§ **Input**
####

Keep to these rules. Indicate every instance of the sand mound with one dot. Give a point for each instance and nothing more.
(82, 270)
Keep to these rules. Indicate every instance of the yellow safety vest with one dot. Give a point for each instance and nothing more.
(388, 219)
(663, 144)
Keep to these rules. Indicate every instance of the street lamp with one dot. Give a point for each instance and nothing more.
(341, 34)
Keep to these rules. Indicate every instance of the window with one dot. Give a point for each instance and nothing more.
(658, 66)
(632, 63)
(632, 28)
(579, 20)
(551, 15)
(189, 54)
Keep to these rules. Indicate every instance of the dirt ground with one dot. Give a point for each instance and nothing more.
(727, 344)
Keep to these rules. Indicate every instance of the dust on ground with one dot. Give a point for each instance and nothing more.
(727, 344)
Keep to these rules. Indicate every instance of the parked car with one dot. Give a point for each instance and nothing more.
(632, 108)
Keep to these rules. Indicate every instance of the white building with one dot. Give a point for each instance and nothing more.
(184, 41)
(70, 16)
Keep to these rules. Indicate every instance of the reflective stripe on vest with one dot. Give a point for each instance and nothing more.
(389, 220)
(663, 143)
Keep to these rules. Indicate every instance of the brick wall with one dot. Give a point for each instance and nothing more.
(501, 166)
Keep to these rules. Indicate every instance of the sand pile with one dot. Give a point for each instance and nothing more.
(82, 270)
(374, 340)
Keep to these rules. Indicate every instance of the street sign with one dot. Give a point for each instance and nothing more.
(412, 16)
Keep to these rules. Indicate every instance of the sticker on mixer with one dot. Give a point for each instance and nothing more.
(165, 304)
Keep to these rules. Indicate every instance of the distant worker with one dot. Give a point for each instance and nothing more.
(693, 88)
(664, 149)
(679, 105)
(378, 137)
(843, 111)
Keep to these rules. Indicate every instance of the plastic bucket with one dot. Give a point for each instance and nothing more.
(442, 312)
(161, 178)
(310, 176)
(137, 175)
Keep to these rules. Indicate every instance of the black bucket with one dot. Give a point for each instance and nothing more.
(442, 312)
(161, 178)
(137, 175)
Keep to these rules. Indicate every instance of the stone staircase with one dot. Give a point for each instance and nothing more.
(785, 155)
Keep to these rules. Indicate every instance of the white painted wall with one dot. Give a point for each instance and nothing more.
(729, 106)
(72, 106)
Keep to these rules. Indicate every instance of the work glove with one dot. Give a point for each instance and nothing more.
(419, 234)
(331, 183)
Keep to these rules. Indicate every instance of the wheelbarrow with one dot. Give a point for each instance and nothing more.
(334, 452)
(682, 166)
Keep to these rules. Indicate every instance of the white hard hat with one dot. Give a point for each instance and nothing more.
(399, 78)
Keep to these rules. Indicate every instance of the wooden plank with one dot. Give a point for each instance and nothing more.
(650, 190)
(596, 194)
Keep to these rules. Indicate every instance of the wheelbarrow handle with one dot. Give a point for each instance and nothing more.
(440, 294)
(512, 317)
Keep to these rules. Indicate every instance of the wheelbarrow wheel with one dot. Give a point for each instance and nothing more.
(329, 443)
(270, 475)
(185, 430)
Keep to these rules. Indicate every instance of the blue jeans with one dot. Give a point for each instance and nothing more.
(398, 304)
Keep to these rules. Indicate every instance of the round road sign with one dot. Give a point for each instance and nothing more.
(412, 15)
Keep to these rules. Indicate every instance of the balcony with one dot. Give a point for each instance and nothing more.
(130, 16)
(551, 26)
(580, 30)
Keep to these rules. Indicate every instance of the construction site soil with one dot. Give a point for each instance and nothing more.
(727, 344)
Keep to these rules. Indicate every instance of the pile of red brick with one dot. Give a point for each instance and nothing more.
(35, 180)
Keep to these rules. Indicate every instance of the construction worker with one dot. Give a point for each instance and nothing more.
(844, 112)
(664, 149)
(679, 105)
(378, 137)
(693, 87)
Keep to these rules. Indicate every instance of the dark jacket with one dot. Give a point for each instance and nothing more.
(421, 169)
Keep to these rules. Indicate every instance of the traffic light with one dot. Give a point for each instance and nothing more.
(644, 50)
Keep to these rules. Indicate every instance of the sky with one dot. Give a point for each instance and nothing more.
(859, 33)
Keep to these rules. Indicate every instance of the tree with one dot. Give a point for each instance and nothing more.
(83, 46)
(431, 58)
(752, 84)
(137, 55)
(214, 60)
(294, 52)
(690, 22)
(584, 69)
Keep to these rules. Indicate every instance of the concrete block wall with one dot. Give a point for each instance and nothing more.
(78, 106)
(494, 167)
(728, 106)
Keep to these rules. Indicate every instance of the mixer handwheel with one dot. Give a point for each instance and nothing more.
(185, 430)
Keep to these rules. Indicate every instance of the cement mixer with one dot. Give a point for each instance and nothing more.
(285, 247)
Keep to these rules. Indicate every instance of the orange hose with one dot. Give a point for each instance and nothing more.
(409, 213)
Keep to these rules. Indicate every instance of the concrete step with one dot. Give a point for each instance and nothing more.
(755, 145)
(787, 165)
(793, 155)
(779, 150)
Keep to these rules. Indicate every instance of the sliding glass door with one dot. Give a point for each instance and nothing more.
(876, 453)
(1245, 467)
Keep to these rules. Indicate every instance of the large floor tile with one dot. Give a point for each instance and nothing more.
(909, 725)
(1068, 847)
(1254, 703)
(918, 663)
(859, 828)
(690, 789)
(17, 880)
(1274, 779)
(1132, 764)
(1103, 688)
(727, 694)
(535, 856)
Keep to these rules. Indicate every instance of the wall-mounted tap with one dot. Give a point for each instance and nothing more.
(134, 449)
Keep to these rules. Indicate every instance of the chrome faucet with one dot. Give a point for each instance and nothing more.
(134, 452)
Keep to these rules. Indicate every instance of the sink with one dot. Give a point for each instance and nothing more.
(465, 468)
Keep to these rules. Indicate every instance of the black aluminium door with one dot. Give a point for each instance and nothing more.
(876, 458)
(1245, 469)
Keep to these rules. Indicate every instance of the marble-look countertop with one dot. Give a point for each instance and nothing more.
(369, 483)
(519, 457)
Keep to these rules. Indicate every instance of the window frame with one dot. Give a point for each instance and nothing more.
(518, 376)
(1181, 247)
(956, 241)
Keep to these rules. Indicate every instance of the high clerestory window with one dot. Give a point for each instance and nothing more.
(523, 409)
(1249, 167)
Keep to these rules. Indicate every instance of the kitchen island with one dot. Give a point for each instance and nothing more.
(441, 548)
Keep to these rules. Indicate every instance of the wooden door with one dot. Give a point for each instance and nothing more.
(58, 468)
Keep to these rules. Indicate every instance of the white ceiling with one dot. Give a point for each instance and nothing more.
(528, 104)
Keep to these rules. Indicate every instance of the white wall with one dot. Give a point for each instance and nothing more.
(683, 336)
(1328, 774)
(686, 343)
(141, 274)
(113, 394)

####

§ **Requirements**
Rewrite the whole listing above, replacing every "one dot" with "a single dot" and leaving everything else unchanged.

§ **Task answer**
Keep to these rules. Indicate every instance of the sand mound with a single dot. Give a point for each instance and nothing more.
(82, 270)
Keep to these rules. Indicate every instance of the yellow safety vest with a single dot. Give a point for each instance and nothing more.
(388, 219)
(663, 144)
Keep to these rules. Indicate every instance of the street lamp with a single dot. Give a point for each instance and nothing more.
(341, 34)
Keep to these rules. Indicate every instance of the window with a single dot. Give a point for each instance and nothing more.
(658, 66)
(632, 63)
(632, 28)
(579, 20)
(551, 15)
(189, 54)
Keep to these rules. Indicate every instance of the dirt ground with a single dot. Give a point for each instance and nothing more.
(727, 344)
Keep to these rules. Indicate every instance of the dust on ground with a single dot. Give a point for each instance and nothing more.
(727, 344)
Keep to these rules. Indicate every instance of the parked car with a single dot. Give a point for each instance and nothing more.
(632, 108)
Keep to these rules. Indicate every instance of the white building with a single dot. Give a point for each instance and nothing more.
(184, 41)
(70, 16)
Keep to these rules. Indicate every instance of the reflective stripe on vest with a single dot. Give a point for each instance and nothing more.
(389, 220)
(663, 143)
Keep to these rules. Indicate every instance of the brick wall with a single dot. Give a point for each instance and nothing more.
(501, 166)
Keep to these rules. Indicate every instance of the sand pile with a single dot. Give a point for each instance and nothing more.
(82, 270)
(374, 340)
Keep to these rules. Indicate every instance of the street sign with a single dot. Give a point for each instance and nothing more.
(412, 16)
Keep to these rules. Indicate every instance of the sticker on mixer with a single dot. Give a point for each instance and nothing more.
(165, 304)
Keep to these rules. Indicate every instance of the distant worker with a single dot. Give a point for each instance and nothing more.
(693, 88)
(664, 149)
(679, 105)
(378, 137)
(843, 111)
Keep to these rules. Indicate every instance of the plastic bucket with a single dot. Give a point for each instance and nothing more.
(442, 312)
(161, 178)
(310, 176)
(137, 175)
Keep to these rules. Indicate every instance of the black bucket with a single dot. Give a point for each instance and nothing more.
(442, 312)
(161, 178)
(137, 175)
Keep to these rules. Indicate every instance of the stone staircase with a single dot. Give a point for each instance and nothing more.
(785, 155)
Keep to these rules. Indicate every instance of the white painted wall with a single dot. Give a point for each instance and nothing more.
(729, 106)
(72, 106)
Keep to these rules. Indicate every instance of the work glove with a single dot. Give a point for each instance and nothing more.
(419, 234)
(331, 183)
Keep to these rules. Indicate every instance of the wheelbarrow with a single dot. Give a point for each instance and nothing more.
(334, 452)
(682, 166)
Keep to these rules. Indicate every instance of the white hard hat with a single dot. Give a point for each instance and nothing more.
(399, 78)
Keep to these rules. Indicate every instance of the wooden plank with a single dot. Give a point for each instance and nothing more.
(650, 190)
(596, 194)
Keep to these rules. Indicate every instance of the wheelbarrow handle with a single dot. Give a point for each instance and nothing more.
(440, 294)
(512, 317)
Keep to these rules. Indicate every instance of the wheelbarrow wheel with a single dot. Give a point for each instance and nothing more.
(329, 443)
(270, 475)
(185, 430)
Keep to these rules. Indicate every instance of the blue jeans with a single dot. Give a point for each instance and nothing more.
(398, 304)
Keep to these rules. Indicate every instance of the round road sign with a single dot. Give a point for each instance and nothing more.
(412, 15)
Keep to these rules. Indicate every instance of the balcony with a single dot. Give a point for each instance and nothing more.
(130, 16)
(551, 26)
(580, 30)
Keep to these rules. Indicate every instance of the construction site soil with a single dot. Give a point for each instance and nothing more.
(727, 344)
Keep to these rules. Indicate every instance of the pile of red brick with a single dot. Give a point for each instance and nothing more.
(35, 180)
Keep to these rules. Indicate every instance of the construction worker with a single dot. Give a point for each instance and nothing more.
(844, 112)
(664, 149)
(679, 105)
(378, 137)
(693, 87)
Keep to these rules. Indicate every instance of the dark jacket with a single dot. Give a point for each instance and nothing more.
(421, 169)
Keep to these rules. Indicate every instance of the traffic light with a single dot. Give a point for each instance and nothing more.
(644, 50)
Keep to these rules. Indicate every instance of the sky with a single dot. Give a point for each instance and nothing more.
(859, 33)
Keep to these rules. Indicate every instance of the tree with a single dot. Give a point for each instance and nothing more.
(83, 46)
(431, 58)
(752, 84)
(137, 55)
(214, 60)
(294, 52)
(690, 22)
(584, 69)
Keep to these rules. Indicate every instance of the concrete block wall with a single dot. Give a point for each instance and nothing more.
(78, 106)
(494, 167)
(728, 106)
Keep to these rules. Indicate every instance of the mixer handwheel with a single dot. Give a point for each instance and nothing more.
(185, 430)
Keep to these rules. Indicate every instance of the cement mixer with a single dot. Give a point for each instance and nothing more.
(285, 247)
Keep to these rules. Indicate every instance of the orange hose with a single dot. Give a point for each instance and nothing more.
(409, 213)
Keep to these rules. Indicate every instance of the concrete step with a single dot. Give a point for each instance and nothing more.
(755, 145)
(787, 165)
(793, 155)
(779, 150)
Keep to these rules. Indicate every instance of the sliding glass door with a single dot. Give a point for each instance and nothing more.
(876, 453)
(1245, 467)
Keep to these rules. Indicate every instance of the large floor tile with a single dot. Give a point for each instance and nothing more.
(909, 725)
(1068, 847)
(1254, 703)
(918, 663)
(859, 828)
(690, 789)
(17, 880)
(1274, 779)
(1132, 764)
(1103, 688)
(727, 694)
(535, 856)
Keep to these rules. Indicate every instance of the wall-mounted tap with a single dot. Give a point for each instance and nothing more.
(134, 449)
Keep to these rules. Indicate every instance of the chrome faucet with a single dot. Give a point for each instance and nothing more.
(134, 452)
Keep to these rules. Indicate every instance of the sink with a single dot. Give a point for each instance and nothing more.
(465, 468)
Keep to these rules. Indicate every instance of the black aluminium door with a single dot. Give a point for each instance and nothing more.
(876, 458)
(1245, 469)
Keep to these rules. Indicate every instance of the marble-look countertop with a single dot. Give a point for each instance and nothing more.
(369, 483)
(519, 457)
Keep to these rules. Indicate every instance of the window frame with a single dot. Give a point for each instance and nothing more.
(518, 376)
(1181, 247)
(956, 241)
Keep to these rules. Indicate every instance of the high clerestory window with a single dot. Give a point for each instance and nothing more.
(523, 409)
(1249, 167)
Keep to these rules. Indicate every instance of the kitchen island with a single dot. Give a point for each instance and nothing more.
(441, 548)
Keep to these rules. Indicate every instance of the wooden door with a single dot. Give a point for each instance and nothing more.
(58, 468)
Keep to these rules. Indicate every instance of the white ceiling with a single dot. Give a point for each instance and nothing more.
(528, 104)
Keep to these rules. Indicate every instance of the white wall with a single dot. Give a point for each instance and nothing more.
(683, 336)
(1328, 774)
(686, 343)
(141, 274)
(113, 394)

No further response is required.